_THE PROBLEM_. Starting at the first row and stopping after the line that contains "point(101, 541)", rewrite those lines with each "marker" changed to "dot" and nothing else altered.

_AVAILABLE RECORDS_.
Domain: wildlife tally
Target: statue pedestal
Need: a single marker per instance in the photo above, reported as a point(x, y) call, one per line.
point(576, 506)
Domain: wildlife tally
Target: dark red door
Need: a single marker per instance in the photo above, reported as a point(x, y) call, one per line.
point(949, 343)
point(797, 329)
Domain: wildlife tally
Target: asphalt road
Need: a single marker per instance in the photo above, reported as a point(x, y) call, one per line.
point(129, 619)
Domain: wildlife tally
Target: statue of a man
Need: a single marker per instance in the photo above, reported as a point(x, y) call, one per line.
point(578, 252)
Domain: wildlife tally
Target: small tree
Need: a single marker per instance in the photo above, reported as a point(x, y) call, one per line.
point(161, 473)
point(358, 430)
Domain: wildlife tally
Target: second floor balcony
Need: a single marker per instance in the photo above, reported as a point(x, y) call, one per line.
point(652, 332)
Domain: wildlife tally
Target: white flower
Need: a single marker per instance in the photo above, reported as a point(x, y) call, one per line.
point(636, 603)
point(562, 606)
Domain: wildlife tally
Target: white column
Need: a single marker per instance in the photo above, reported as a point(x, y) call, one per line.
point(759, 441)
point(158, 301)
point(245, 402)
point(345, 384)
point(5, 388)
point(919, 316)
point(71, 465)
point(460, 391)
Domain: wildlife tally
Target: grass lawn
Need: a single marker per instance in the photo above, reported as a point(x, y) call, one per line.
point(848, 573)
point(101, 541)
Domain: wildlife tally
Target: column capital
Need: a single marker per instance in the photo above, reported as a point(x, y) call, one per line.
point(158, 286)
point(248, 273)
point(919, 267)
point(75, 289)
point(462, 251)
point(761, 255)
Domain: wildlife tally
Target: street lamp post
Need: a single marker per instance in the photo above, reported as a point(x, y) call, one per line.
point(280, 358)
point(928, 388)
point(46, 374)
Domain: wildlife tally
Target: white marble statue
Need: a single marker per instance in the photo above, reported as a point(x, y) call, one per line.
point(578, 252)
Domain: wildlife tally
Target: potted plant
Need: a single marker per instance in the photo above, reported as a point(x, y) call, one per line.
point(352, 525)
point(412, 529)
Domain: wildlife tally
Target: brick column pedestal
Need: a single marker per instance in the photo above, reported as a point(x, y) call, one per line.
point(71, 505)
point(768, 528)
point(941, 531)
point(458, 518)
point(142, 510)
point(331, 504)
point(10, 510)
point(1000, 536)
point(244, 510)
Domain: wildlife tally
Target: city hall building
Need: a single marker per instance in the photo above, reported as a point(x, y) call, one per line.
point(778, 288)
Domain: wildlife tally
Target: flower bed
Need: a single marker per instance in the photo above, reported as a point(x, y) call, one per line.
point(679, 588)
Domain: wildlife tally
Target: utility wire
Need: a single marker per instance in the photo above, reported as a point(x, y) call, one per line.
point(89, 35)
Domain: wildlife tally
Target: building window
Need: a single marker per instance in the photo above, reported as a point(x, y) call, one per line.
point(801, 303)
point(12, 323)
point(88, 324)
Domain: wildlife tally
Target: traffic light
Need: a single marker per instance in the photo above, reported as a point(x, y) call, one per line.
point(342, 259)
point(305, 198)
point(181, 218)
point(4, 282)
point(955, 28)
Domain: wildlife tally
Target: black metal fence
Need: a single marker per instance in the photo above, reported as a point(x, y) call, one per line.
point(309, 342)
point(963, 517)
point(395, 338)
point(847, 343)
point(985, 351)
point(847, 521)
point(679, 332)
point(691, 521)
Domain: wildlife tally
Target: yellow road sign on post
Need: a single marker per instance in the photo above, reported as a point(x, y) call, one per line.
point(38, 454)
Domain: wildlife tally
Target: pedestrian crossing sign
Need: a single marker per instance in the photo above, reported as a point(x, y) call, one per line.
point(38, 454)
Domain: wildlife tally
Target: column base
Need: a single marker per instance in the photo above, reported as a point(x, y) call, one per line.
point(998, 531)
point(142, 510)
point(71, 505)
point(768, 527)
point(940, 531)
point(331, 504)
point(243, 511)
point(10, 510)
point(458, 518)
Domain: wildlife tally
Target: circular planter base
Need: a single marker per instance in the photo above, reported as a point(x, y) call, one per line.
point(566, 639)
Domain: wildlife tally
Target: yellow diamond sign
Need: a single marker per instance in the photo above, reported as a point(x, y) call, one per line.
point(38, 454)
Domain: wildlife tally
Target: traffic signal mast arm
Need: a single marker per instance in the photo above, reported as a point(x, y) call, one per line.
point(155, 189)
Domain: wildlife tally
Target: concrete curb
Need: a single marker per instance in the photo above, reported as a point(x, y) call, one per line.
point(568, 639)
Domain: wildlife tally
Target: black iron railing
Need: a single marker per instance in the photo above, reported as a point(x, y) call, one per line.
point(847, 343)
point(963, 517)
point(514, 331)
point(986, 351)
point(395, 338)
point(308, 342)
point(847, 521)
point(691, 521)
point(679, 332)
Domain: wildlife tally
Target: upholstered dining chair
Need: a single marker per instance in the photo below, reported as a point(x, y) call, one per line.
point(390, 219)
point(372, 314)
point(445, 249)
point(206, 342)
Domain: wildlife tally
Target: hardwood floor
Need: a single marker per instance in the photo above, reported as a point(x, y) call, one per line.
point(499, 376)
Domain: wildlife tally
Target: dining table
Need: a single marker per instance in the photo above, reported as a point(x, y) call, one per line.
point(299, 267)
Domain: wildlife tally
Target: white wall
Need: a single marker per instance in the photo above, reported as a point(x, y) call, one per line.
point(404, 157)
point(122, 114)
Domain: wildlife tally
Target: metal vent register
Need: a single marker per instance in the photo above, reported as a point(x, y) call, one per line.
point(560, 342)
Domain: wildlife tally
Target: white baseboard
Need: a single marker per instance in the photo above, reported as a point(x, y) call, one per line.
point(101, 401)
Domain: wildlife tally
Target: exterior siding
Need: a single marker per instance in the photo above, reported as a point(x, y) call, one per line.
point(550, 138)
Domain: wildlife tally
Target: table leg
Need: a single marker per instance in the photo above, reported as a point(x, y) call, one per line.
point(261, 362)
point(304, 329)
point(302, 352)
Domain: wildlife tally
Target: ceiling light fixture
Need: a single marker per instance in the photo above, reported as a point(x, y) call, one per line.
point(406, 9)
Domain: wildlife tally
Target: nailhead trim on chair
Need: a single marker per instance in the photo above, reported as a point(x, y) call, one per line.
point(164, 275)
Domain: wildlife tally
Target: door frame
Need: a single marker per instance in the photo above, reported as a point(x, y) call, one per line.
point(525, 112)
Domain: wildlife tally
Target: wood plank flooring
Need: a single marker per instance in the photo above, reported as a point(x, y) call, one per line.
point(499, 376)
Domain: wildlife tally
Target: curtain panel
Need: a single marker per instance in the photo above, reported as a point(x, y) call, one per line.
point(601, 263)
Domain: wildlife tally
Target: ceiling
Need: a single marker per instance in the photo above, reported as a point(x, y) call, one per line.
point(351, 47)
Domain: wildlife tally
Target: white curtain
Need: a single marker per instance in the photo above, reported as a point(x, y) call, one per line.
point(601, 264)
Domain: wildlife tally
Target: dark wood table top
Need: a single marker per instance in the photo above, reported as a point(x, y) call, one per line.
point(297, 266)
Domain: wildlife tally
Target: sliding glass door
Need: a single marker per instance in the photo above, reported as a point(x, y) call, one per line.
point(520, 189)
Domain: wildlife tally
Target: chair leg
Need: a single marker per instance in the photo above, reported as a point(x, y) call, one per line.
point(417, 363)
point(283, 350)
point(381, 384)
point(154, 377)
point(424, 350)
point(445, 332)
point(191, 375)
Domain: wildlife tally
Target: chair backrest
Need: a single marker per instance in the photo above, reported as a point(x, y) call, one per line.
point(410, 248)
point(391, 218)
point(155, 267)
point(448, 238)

_EXERCISE RESPONSE_.
Domain: wildlife tally
Target: statue pedestal
Need: a single dot per instance in the photo above, reported as a point(x, y) call, one per line.
point(576, 506)
Domain: wildlife tally
Target: dark red door
Need: a single dot per instance in the photo above, reported as a point(x, y) call, one per line.
point(949, 343)
point(797, 329)
Domain: wildlife tally
Target: asphalt road
Need: a single dot per instance in the photo above, reported as a point(x, y) call, one per line.
point(129, 619)
Domain: wildlife tally
Target: statue of a man
Need: a single dot per instance in the photo above, reported as a point(x, y) call, one per line.
point(578, 252)
Domain: wildlife tally
Target: small tree
Need: a single dot per instance in the photo above, reported as a point(x, y) call, one per line.
point(161, 473)
point(358, 430)
Domain: wildlife tally
Target: second floor balcony
Need: a single dot per instance in the photo above, reported as a point(x, y) call, one per line.
point(652, 332)
Domain: wildlife tally
Target: white flower
Need: a single dot per instance in the photo above, reported as a point(x, y) call, one per line.
point(636, 603)
point(562, 606)
Domain: wildlife tally
Target: white column
Need: a single dot per instance in the photo above, reported as a point(x, y) call, one per line.
point(759, 441)
point(158, 301)
point(245, 402)
point(345, 384)
point(5, 388)
point(919, 316)
point(71, 465)
point(460, 391)
Domain: wildlife tally
Target: grass lawn
Need: a single dot per instance in the photo above, reported as a point(x, y) call, one per line.
point(848, 573)
point(101, 541)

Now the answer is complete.